▶ [EXERCISE INSTRUCTIONS]: Go to the line that contains "Find the arched" and extract it along with every line after it, exactly, through the end of the data below.

Collection entries:
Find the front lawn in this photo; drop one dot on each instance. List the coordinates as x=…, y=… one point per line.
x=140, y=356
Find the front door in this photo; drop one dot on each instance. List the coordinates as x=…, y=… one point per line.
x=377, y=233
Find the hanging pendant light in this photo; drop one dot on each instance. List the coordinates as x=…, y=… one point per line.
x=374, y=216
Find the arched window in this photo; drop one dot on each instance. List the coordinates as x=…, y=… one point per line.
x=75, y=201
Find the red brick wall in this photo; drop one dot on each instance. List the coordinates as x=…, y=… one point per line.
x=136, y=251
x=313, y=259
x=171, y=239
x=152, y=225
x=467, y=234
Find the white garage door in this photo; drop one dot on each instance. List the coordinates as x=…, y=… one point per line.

▶ [OUTPUT FOR THIS TASK]:
Find the arched window in this photo; drop one dot on each instance. List the coordinates as x=…, y=… one point per line.
x=75, y=201
Find the red brick wall in this photo; drop one dot on each instance. List the coordinates as x=…, y=… one point per line.
x=136, y=251
x=313, y=259
x=171, y=239
x=152, y=225
x=467, y=234
Find the white garage door in this photo; drop one dot on each instance. List the coordinates as x=…, y=… one point per line.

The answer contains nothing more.